● What needs to be done: From the rows below, pull out each line that includes the string "yellow" and copy it unchanged.

● Data rows:
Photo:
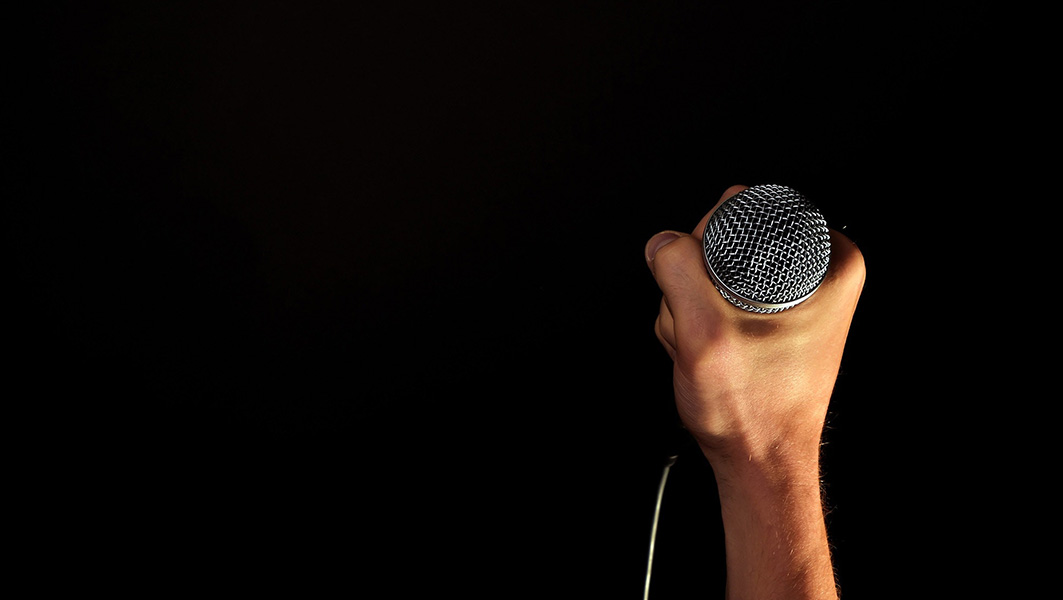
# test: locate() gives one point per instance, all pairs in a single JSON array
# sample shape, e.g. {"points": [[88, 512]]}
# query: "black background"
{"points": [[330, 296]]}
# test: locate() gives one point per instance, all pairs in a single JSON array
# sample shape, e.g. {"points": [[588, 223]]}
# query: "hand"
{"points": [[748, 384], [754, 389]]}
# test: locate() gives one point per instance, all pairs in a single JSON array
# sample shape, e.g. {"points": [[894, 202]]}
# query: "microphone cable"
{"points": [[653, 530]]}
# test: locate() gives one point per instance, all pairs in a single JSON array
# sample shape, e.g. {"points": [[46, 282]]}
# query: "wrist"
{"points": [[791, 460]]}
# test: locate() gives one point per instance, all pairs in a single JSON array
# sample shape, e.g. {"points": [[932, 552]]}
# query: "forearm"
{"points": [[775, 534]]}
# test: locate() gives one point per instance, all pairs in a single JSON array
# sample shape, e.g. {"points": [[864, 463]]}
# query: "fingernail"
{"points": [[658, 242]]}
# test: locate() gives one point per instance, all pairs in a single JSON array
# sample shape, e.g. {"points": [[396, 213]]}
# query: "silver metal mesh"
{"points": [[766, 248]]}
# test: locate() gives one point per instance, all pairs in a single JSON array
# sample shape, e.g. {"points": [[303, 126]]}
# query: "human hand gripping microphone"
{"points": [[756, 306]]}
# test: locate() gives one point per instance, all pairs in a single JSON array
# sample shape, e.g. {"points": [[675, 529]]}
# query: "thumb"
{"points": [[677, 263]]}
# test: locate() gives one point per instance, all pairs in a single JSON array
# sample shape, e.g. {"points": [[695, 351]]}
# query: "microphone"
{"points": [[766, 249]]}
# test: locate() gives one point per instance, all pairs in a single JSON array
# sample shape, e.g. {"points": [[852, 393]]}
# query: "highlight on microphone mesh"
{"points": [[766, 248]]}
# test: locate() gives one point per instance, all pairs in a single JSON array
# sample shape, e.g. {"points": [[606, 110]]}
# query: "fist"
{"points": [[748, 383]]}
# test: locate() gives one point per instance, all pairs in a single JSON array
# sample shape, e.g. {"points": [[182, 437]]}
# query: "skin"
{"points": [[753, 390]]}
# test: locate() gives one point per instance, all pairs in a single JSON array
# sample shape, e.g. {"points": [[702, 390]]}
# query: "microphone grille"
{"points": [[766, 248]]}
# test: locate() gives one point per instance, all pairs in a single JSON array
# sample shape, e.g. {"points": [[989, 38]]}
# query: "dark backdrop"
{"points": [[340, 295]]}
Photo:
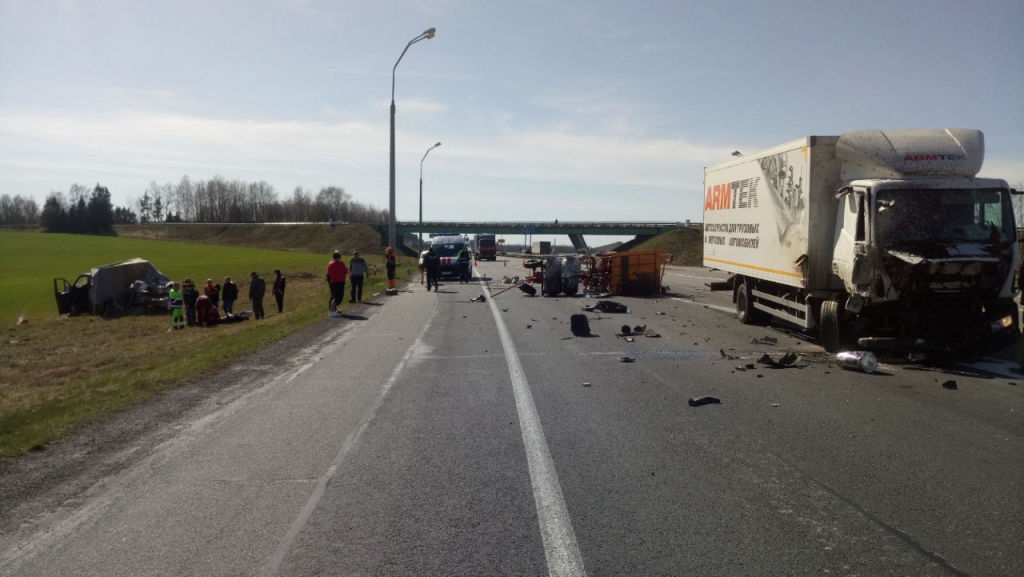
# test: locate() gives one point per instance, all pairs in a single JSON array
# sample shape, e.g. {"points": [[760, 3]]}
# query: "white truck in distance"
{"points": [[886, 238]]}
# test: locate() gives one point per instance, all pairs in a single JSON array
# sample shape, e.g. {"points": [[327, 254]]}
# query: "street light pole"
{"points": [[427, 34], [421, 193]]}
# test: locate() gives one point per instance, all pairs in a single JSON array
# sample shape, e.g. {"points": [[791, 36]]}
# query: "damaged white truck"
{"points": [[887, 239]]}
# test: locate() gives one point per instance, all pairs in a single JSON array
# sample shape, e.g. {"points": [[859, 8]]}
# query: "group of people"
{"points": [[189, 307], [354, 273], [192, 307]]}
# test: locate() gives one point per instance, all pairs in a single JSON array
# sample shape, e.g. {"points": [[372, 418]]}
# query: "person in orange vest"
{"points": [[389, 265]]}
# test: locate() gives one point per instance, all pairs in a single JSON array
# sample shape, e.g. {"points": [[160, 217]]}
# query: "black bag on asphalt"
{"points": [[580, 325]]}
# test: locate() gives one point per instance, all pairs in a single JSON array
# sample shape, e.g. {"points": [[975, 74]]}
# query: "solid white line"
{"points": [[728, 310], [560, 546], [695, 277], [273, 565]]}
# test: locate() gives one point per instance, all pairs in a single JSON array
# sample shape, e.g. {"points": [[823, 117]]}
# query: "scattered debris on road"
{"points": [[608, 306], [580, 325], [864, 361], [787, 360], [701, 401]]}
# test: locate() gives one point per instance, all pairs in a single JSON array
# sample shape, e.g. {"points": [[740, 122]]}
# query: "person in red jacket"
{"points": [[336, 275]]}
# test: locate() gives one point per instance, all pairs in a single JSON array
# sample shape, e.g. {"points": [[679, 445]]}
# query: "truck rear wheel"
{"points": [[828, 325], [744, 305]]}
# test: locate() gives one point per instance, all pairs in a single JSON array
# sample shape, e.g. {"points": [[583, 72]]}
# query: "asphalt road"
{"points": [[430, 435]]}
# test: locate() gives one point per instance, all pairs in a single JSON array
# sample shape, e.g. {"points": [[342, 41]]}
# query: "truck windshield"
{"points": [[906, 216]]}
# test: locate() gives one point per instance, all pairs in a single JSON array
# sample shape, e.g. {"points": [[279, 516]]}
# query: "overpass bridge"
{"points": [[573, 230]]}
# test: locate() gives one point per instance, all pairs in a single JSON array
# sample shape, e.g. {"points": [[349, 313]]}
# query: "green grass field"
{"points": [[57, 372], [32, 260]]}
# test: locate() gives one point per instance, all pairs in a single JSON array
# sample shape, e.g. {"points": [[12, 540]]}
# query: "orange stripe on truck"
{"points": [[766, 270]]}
* * *
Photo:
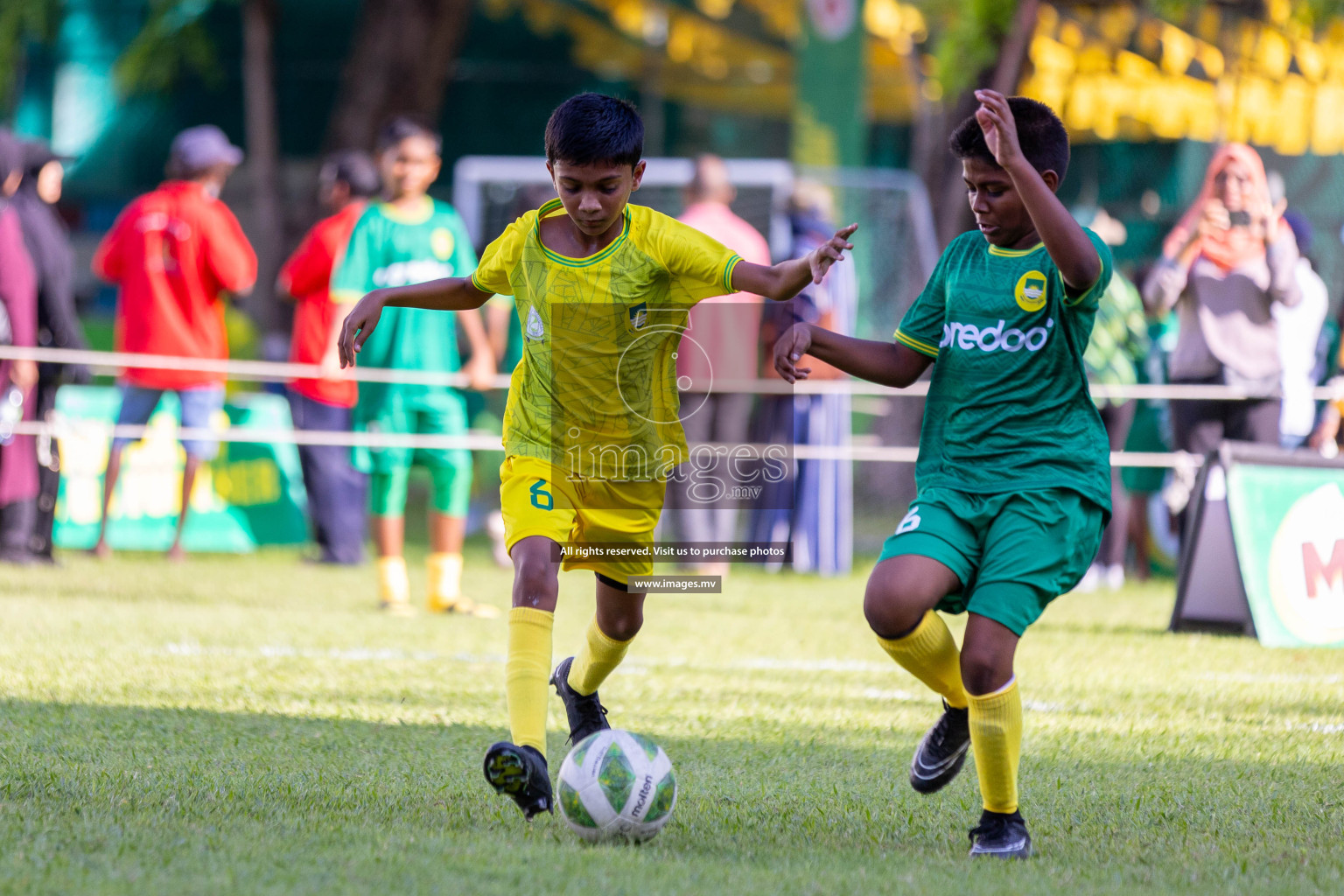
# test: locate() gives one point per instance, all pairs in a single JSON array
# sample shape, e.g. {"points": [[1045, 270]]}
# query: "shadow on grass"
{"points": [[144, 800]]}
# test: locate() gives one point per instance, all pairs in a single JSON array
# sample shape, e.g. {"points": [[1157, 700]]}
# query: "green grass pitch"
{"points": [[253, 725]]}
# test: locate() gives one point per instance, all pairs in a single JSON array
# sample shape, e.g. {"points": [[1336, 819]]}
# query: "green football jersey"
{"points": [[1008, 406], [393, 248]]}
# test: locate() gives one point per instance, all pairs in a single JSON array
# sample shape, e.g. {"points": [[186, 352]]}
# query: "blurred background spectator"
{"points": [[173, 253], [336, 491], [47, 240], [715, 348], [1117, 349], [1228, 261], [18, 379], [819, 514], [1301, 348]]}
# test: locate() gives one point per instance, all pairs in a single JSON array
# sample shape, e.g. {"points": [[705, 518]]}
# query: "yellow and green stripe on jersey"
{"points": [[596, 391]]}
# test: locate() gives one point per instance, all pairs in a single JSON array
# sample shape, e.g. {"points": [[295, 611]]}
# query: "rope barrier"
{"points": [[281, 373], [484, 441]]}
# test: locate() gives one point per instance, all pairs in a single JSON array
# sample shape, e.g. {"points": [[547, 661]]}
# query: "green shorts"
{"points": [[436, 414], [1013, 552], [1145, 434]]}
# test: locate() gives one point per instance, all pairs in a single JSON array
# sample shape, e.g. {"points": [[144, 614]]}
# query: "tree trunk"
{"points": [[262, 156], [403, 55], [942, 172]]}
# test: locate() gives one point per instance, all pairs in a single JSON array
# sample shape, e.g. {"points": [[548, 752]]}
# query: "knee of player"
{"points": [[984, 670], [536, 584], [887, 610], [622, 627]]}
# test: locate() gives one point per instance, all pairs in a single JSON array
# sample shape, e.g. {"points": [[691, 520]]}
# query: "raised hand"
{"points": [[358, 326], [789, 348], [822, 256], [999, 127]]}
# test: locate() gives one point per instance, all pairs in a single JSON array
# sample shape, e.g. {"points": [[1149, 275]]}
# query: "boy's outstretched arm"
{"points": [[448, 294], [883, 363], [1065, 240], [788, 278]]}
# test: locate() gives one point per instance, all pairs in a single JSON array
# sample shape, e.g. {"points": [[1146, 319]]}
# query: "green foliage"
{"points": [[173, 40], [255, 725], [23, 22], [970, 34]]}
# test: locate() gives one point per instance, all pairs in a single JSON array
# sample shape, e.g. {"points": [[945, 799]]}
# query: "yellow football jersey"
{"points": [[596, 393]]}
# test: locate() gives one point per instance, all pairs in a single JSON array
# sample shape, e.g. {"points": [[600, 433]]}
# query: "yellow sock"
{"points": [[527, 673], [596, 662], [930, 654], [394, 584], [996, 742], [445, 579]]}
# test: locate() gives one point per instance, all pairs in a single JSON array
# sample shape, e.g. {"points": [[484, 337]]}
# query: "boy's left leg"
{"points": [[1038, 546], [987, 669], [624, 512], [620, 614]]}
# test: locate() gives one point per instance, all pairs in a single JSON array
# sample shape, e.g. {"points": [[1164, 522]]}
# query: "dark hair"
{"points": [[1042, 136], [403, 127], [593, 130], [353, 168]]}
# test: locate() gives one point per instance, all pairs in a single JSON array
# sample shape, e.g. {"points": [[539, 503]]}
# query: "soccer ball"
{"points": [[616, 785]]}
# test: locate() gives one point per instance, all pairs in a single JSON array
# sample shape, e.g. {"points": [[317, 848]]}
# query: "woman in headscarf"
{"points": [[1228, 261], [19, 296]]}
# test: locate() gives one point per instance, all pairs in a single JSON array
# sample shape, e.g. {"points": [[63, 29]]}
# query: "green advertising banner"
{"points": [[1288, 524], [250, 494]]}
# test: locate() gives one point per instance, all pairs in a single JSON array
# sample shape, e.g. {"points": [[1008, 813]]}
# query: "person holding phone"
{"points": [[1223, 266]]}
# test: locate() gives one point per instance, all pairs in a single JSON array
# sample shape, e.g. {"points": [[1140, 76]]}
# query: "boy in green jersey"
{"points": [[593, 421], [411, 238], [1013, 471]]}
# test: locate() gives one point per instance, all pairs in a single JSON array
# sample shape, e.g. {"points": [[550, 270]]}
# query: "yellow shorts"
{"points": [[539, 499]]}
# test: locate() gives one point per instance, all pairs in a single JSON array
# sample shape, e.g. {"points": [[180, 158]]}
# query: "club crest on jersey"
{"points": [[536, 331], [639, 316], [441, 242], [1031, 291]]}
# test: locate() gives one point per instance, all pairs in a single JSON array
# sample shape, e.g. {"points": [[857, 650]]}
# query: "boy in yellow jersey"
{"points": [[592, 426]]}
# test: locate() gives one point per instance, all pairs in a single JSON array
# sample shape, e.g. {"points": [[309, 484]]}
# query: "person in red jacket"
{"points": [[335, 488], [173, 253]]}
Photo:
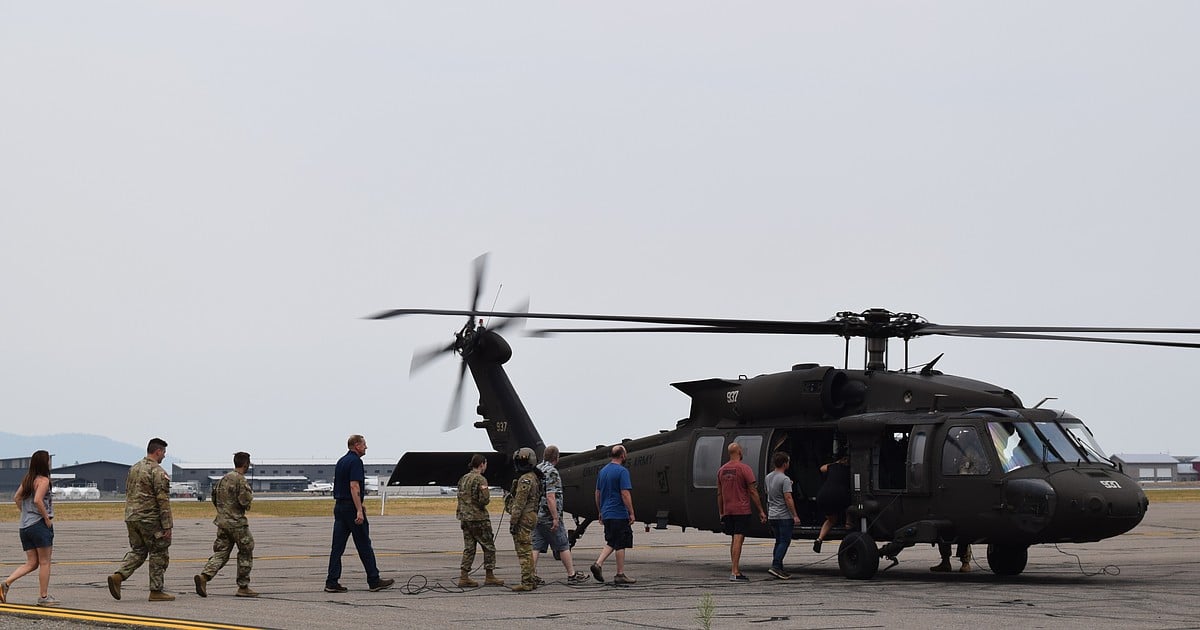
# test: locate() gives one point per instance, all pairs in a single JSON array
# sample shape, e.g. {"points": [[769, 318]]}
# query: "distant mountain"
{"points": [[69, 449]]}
...
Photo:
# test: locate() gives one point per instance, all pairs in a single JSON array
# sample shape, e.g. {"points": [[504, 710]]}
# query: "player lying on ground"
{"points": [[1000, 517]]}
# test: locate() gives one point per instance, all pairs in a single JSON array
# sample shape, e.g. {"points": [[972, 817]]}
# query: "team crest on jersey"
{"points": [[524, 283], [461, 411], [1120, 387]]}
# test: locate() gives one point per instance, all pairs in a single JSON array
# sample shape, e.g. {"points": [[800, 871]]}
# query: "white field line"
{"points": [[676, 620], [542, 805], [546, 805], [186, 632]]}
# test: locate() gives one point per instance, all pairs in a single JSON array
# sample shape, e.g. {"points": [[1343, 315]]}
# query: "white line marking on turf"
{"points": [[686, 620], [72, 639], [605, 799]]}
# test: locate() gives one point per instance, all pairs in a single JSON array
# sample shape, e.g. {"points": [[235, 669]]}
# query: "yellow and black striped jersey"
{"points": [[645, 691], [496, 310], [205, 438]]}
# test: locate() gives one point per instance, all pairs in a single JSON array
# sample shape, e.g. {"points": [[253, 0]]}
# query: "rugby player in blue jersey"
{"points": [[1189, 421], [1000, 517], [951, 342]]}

● Solved problem:
# query: "yellow and green stripe on jersey"
# query: "yellow football jersey"
# query: "yellow sock"
# query: "yellow shorts"
# query: "boy in yellow jersey"
# query: "yellow and black striped jersey"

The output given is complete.